§ Required action: Where the line containing "Can you find the potted" appears in the records below, begin there and output each line verbatim through the last line.

======== Data records ========

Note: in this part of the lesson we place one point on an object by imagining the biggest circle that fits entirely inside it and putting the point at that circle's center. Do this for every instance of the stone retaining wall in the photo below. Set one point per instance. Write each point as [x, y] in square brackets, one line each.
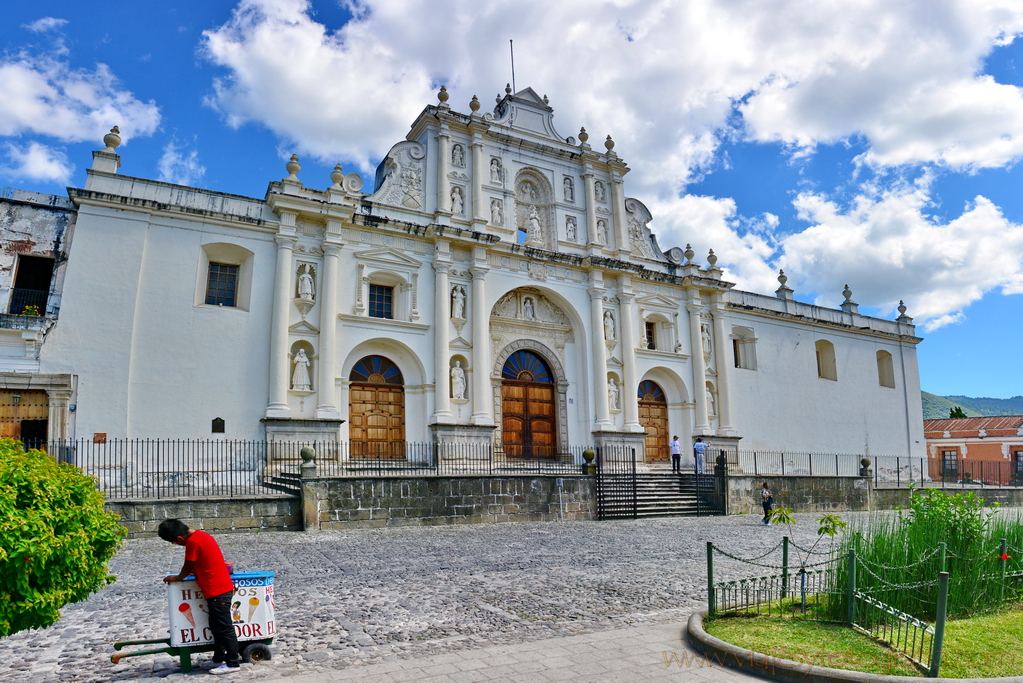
[369, 502]
[802, 494]
[277, 513]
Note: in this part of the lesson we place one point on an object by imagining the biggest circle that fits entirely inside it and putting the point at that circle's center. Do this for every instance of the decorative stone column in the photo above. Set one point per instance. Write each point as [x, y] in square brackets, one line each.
[282, 294]
[699, 369]
[630, 400]
[327, 293]
[442, 298]
[599, 353]
[587, 185]
[721, 338]
[483, 411]
[443, 156]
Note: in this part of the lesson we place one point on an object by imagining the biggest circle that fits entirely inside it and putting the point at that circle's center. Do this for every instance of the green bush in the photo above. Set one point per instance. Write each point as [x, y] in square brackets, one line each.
[55, 538]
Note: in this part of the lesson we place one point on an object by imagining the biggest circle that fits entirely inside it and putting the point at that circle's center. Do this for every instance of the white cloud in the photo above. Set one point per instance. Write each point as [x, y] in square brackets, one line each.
[671, 81]
[38, 163]
[179, 167]
[886, 247]
[43, 95]
[45, 24]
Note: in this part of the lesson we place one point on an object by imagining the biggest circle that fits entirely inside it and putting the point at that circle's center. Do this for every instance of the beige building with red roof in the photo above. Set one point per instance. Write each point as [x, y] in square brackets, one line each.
[987, 450]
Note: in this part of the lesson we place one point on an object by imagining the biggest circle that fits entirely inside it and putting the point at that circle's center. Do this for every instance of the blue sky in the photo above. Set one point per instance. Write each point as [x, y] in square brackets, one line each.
[874, 143]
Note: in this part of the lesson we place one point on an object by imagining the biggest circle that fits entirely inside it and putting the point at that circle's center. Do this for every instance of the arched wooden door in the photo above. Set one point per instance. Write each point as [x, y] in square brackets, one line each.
[654, 418]
[528, 422]
[376, 409]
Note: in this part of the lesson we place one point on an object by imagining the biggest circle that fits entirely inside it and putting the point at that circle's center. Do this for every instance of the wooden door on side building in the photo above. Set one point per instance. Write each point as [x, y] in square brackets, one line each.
[376, 409]
[654, 418]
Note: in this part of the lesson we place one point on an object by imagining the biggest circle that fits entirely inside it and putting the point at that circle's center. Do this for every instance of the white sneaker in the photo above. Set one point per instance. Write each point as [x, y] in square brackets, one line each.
[224, 669]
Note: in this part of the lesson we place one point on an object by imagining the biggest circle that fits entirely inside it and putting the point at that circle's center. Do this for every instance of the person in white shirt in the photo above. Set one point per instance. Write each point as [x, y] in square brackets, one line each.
[699, 450]
[676, 455]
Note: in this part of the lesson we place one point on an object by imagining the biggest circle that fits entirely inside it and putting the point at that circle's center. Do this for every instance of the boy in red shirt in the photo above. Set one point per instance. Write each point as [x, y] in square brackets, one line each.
[203, 558]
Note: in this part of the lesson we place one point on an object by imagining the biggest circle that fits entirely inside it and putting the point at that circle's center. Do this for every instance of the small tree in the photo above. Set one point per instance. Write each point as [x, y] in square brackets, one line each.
[55, 538]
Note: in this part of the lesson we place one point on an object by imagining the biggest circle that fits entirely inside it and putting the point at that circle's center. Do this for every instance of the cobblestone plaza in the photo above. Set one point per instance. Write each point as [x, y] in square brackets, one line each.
[376, 600]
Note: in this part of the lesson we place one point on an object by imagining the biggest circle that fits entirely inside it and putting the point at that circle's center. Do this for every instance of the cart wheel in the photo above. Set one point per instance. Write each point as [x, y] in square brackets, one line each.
[256, 652]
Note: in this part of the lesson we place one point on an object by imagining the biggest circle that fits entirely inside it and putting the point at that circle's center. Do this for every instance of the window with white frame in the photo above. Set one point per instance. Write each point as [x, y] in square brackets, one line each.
[744, 348]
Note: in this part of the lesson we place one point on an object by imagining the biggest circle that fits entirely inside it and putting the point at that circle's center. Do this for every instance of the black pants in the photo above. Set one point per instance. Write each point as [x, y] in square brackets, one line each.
[224, 639]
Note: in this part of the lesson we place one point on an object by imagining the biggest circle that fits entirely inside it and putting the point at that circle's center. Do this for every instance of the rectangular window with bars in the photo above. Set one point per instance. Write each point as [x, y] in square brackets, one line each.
[381, 302]
[222, 284]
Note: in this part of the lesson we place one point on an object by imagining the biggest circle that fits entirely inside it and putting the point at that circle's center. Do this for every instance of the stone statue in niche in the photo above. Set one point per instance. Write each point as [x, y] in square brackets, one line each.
[300, 378]
[534, 233]
[614, 394]
[609, 326]
[458, 302]
[457, 200]
[306, 289]
[457, 381]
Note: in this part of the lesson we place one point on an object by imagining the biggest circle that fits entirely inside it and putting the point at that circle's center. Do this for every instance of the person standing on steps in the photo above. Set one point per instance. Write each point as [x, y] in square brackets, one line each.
[767, 500]
[699, 456]
[676, 456]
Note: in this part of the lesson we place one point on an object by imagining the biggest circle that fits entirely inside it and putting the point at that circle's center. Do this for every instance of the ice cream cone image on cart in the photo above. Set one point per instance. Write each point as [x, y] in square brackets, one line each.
[185, 609]
[253, 603]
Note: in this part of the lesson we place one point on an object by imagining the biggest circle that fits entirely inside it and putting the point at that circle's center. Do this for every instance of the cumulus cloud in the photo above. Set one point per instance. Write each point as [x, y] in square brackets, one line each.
[44, 95]
[45, 24]
[180, 167]
[670, 82]
[38, 162]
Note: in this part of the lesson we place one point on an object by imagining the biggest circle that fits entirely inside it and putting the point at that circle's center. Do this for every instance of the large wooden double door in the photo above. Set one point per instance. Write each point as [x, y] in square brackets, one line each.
[376, 409]
[528, 413]
[654, 418]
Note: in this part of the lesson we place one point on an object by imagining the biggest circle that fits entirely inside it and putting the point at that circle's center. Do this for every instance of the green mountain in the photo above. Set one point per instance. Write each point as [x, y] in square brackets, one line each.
[1013, 406]
[937, 407]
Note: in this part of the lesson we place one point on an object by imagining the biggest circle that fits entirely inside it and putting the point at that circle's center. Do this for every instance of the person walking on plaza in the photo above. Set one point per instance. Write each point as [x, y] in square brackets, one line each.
[766, 500]
[699, 455]
[676, 456]
[204, 558]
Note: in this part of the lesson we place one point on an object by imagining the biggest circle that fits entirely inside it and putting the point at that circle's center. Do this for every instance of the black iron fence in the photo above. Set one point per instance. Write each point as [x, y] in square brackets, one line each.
[142, 468]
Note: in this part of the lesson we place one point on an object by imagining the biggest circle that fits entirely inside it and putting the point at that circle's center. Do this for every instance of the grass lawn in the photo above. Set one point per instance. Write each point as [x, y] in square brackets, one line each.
[978, 647]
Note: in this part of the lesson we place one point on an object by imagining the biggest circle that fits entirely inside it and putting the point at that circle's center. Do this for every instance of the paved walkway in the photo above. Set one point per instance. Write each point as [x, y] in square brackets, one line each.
[572, 601]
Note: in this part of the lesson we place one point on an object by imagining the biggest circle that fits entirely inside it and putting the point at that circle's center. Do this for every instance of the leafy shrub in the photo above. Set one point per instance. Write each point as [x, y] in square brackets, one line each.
[55, 538]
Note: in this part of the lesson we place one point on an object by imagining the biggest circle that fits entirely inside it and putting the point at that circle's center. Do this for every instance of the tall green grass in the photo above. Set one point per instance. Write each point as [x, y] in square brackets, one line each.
[900, 557]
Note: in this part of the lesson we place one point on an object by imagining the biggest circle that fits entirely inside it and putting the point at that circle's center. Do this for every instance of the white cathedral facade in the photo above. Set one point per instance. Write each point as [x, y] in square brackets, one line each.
[495, 284]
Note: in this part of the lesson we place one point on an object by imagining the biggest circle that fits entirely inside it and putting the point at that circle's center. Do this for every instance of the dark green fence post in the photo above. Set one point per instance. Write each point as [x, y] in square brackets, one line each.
[711, 607]
[939, 625]
[1003, 552]
[851, 607]
[785, 566]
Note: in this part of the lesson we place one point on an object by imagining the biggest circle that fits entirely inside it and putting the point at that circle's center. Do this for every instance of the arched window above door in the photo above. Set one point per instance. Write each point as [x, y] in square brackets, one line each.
[526, 366]
[376, 370]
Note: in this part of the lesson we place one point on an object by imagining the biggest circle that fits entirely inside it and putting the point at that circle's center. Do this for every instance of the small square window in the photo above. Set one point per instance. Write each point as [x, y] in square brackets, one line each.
[222, 284]
[381, 302]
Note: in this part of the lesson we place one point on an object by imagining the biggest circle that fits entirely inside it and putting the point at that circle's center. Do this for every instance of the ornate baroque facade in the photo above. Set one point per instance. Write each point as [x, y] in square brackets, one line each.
[494, 283]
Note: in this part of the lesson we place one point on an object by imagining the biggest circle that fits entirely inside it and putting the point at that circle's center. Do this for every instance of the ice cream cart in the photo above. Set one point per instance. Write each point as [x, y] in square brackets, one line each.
[252, 612]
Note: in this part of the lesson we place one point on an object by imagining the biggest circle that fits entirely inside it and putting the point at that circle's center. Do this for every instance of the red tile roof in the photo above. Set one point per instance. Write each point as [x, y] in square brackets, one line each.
[974, 423]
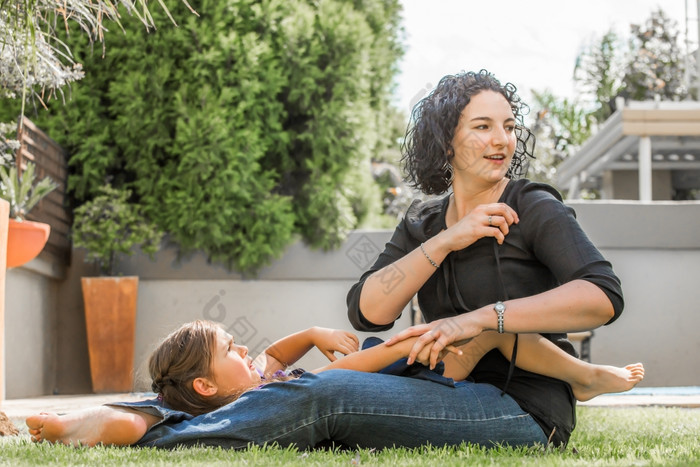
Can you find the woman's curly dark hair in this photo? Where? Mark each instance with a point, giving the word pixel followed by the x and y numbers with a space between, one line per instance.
pixel 427 146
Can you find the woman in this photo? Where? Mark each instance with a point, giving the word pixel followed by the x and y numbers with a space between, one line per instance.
pixel 494 239
pixel 493 254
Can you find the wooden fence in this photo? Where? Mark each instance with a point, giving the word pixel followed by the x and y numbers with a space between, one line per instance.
pixel 50 160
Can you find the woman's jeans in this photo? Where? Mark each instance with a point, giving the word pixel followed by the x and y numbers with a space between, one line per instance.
pixel 354 409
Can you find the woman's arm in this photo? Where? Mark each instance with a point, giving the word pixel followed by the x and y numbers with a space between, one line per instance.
pixel 386 292
pixel 286 351
pixel 575 306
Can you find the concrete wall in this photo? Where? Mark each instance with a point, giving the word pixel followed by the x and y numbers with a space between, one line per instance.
pixel 655 249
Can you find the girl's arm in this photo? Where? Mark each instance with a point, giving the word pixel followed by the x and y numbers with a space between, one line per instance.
pixel 286 351
pixel 376 358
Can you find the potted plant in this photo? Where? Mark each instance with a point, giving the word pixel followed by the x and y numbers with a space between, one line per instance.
pixel 106 227
pixel 25 239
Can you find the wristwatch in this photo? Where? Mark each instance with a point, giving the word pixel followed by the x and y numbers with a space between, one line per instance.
pixel 500 308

========

§ Worked solution:
Can you find the potted plant in this photo? Where? Mark each instance with a point, giving the word pixel followed by the x and y numbers with a space between, one line per instance.
pixel 106 227
pixel 25 239
Can you find the wristwatch in this photo? Where? Mark each instance with a point, giving the word pixel followed by the x and y numbers with a space between, one line per instance.
pixel 500 308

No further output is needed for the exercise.